# EXERCISE DESCRIPTION:
For this task, copy all of the data below exactly and skip the pictures.

# Dataset entries:
------------------------------------------------
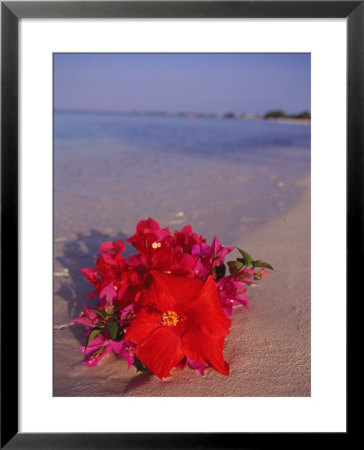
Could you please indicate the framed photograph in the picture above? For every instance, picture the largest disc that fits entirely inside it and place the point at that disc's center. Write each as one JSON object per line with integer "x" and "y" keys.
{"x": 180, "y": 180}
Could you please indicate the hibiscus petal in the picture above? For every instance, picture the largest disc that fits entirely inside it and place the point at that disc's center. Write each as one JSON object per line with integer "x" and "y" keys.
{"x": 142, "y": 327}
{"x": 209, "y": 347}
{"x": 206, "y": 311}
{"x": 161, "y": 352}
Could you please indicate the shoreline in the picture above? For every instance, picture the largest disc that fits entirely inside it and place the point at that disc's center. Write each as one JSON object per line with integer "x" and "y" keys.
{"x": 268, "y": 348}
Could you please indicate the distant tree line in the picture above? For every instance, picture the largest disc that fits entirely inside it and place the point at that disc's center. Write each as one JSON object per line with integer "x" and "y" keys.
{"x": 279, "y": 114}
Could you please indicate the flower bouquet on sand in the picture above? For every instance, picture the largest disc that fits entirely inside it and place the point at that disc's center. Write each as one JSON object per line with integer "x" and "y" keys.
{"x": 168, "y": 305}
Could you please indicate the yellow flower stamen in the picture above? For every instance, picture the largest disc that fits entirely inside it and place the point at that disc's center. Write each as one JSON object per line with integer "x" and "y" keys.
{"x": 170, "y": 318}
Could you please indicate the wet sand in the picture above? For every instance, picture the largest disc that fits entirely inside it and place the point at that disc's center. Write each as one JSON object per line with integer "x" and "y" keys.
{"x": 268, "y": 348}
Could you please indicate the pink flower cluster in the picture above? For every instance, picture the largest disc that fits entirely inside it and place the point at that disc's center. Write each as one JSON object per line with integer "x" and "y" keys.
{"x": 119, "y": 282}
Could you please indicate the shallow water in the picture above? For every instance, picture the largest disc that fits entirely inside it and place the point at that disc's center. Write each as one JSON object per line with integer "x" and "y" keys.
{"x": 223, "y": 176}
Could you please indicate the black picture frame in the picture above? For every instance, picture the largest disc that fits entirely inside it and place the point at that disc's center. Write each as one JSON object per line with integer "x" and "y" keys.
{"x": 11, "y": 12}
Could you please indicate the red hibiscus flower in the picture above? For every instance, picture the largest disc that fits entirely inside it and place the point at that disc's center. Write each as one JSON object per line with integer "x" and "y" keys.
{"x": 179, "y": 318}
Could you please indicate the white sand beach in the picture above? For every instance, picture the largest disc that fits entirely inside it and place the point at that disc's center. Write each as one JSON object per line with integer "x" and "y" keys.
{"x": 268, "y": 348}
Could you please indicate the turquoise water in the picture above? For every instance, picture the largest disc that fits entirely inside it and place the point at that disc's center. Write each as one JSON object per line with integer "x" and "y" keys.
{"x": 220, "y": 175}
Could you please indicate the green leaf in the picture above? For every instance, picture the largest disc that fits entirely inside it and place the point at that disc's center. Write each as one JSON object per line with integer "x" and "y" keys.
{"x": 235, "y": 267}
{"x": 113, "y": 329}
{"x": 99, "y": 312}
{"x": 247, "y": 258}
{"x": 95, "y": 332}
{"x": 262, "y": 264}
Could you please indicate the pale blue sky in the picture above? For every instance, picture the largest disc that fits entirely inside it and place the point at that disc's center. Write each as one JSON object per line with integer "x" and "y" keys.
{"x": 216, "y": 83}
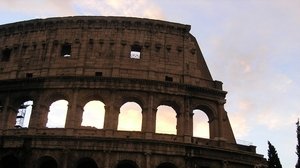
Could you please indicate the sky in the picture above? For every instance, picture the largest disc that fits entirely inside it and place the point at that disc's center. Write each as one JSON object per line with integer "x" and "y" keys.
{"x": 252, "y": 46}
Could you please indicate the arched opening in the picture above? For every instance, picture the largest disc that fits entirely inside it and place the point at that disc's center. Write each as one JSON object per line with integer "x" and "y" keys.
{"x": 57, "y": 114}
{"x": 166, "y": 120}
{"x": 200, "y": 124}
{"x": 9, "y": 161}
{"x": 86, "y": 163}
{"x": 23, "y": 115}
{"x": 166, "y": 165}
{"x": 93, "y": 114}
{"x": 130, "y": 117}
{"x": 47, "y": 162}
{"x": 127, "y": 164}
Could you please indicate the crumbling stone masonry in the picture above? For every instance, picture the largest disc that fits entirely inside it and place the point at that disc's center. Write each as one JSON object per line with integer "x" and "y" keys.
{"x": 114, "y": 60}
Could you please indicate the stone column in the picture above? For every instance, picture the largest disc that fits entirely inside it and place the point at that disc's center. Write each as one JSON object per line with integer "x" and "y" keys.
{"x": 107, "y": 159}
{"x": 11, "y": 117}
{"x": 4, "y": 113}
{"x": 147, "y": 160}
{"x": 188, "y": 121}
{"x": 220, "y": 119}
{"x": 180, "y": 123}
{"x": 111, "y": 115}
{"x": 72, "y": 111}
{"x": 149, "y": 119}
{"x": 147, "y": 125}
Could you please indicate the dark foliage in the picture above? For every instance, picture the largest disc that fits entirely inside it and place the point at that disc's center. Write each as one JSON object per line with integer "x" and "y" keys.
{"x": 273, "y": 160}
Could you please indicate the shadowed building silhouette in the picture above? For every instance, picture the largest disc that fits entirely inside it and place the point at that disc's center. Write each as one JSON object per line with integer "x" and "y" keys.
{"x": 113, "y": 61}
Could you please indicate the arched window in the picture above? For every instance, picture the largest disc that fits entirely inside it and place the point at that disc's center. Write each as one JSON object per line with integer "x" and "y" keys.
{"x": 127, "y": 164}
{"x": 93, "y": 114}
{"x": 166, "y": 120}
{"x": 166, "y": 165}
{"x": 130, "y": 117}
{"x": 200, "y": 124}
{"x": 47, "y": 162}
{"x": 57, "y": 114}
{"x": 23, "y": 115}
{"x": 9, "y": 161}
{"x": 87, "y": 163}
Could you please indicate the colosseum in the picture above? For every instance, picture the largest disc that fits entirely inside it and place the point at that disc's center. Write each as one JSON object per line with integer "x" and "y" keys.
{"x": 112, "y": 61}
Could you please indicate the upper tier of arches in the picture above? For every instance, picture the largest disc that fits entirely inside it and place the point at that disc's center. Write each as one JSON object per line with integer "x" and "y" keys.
------------------------------------------------
# REPLY:
Could you please indicate the framed photograph in the picture above? For every instance, picture the largest disc that fits entirely inside it and place the point at that disc's center. Write each as one JSON object per line with integer "x" and "y" keys.
{"x": 180, "y": 180}
Could you please indicate the hibiscus petal in the picture above? For every instance, picture the largest disc that fits entirely inside it and place the point at that disc's center. Write each as one JSON object per line with integer "x" and "y" keys.
{"x": 142, "y": 327}
{"x": 209, "y": 347}
{"x": 206, "y": 311}
{"x": 161, "y": 352}
Could you please indicate the shoreline in the picture above? For every instance, picture the largest disc that fits entirely inside it and place the point at that disc's center. Write each as one JSON object per line with integer "x" and "y" keys.
{"x": 268, "y": 348}
Could you please indicate the distant tree line in the picture above? For every instance, picture the largest disc that fits entirely inside it and place the point at that disc's center. Write each as one JSON object per line with integer "x" and "y" keys.
{"x": 279, "y": 114}
Could you please indicate the flower bouquet on sand in the picture above? For every instance, picture the largest disc that fits entirely inside it and place the point at that disc's center. Write each as one JSON object per line with integer "x" and "y" keys.
{"x": 168, "y": 305}
Could you please indicate the yellow flower stamen in the picture above? For every instance, picture the largest disc that fits entirely inside it and place the point at that disc's center. Write each as one JSON object per line with integer "x" and "y" keys.
{"x": 170, "y": 318}
Could you please indicate the wet sand in the picture above? For every instance, picture the largest disc that fits entirely inside it and place the point at that disc's center. Write each as one JSON object per line with integer "x" and "y" keys.
{"x": 268, "y": 348}
Could you please indicate the pink flower cluster in the picture above? For every instance, picture the largest disc that fits entirely inside it and place the point at that disc's center. Write each as one JSON object per line with integer "x" and "y" keys.
{"x": 119, "y": 282}
Could you please indicate the shallow water in the picture above? For every instance, picture the largest disc that fits entirely inside it and place the point at that disc's center. Write each as one JSON object per line with integer "x" and "y" keys.
{"x": 223, "y": 176}
Could you please indicate the black picture frame in the picture above? For every instance, picture the largest disc that fits entirely inside it and place the point at that disc's center. Write each as one JSON object per line with integer "x" and "y" keys.
{"x": 11, "y": 12}
Could you please indicate the red hibiscus flower in the picture above? For every instance, picture the largest disc that fits entirely inside it and place the point at that disc's center. Write each as one JSON object per line with integer "x" and "y" keys.
{"x": 179, "y": 318}
Could you please indicate the white sand beach in the picture above? For every instance, picture the largest disc that fits entirely inside it and place the point at that disc's center. Write each as one JSON object per line with integer "x" and "y" keys.
{"x": 268, "y": 348}
Could you please indicate the turquoise water in the picture above? For every instance, picture the largest disc that fits entirely inside it and place the point at that disc's center. Write each as one JSON object per line with integer "x" and "y" keys.
{"x": 220, "y": 175}
Could you please indicate the green leaf in the picture above? For every instance, picture the largest disc that fits entirely inside it and place the point at that disc's center. Write each as one JSON object per line with integer "x" and "y" keys.
{"x": 235, "y": 267}
{"x": 113, "y": 329}
{"x": 99, "y": 312}
{"x": 247, "y": 258}
{"x": 95, "y": 332}
{"x": 262, "y": 264}
Could you please indicate the pale blue sky in the picture above? For every instance, picture the largest disc that fits entirely inside it and place the point at that disc's center. Write each as one JSON object per line with integer "x" and "y" keys.
{"x": 216, "y": 83}
Could you please indicate the sky in the picture above? For every instance, picture the largest disc that fits entirely inside it and place the point at that disc's center. Write each as one JSON object per line with integer "x" and "y" keys.
{"x": 252, "y": 46}
Could you please indicate the arched opening in the picture above? For every instance, picture the largest disc that fits entirely inside it and place the point at that disc's center. Write each as one JSON object per line with integer "x" and "y" keys.
{"x": 57, "y": 114}
{"x": 166, "y": 120}
{"x": 200, "y": 124}
{"x": 9, "y": 161}
{"x": 86, "y": 163}
{"x": 23, "y": 115}
{"x": 166, "y": 165}
{"x": 93, "y": 114}
{"x": 130, "y": 117}
{"x": 47, "y": 162}
{"x": 127, "y": 164}
Could you please indicate the crumbling stone masonry in the picture above? For every instance, picture the largest disc that fits entirely inside it and place the point at that disc's center. Write each as one JSON object per line with integer "x" and "y" keys.
{"x": 114, "y": 60}
Could you please indicate the stone column in the picture above? For every instance, picture the largest disc that fits entirely inside it and place the point at that disc's center. Write each as one JSON object per line with integer "x" and "y" keys.
{"x": 107, "y": 159}
{"x": 11, "y": 117}
{"x": 4, "y": 113}
{"x": 147, "y": 160}
{"x": 188, "y": 121}
{"x": 220, "y": 119}
{"x": 180, "y": 123}
{"x": 111, "y": 115}
{"x": 72, "y": 111}
{"x": 149, "y": 119}
{"x": 147, "y": 125}
Could you please indicate the dark foliage in the picture above? For every instance, picture the largest disc that fits entirely inside it and place the point at that disc's center. Write each as one JSON object per line with integer "x" and "y" keys.
{"x": 273, "y": 160}
Could you please indicate the shadowed building silhouette in the picture above? For every instance, picture the largest disc that fits entirely inside it and place the point at that disc's center. Write each as one JSON object per line with integer "x" and "y" keys.
{"x": 113, "y": 61}
Could you please indicate the arched window in the picture above? For every instance, picture the largest disc that fits entirely inside it and place the point at that disc's center. Write each as one JSON object per line with integer "x" and "y" keys.
{"x": 127, "y": 164}
{"x": 93, "y": 114}
{"x": 166, "y": 120}
{"x": 166, "y": 165}
{"x": 130, "y": 117}
{"x": 200, "y": 124}
{"x": 47, "y": 162}
{"x": 57, "y": 114}
{"x": 23, "y": 115}
{"x": 9, "y": 161}
{"x": 87, "y": 163}
Could you please indicate the colosseum in the picture above? For every instance, picture the largest disc that fits entirely inside it and place the point at that disc's center. Write each as one JSON object per line with integer "x" and "y" keys.
{"x": 112, "y": 61}
Could you please indicate the upper tier of arches in the picture above? For every instance, picture the largest disc that fits entirely inside it and place the point at that disc's center. Write each as one JSON object per line with integer "x" and "y" keys.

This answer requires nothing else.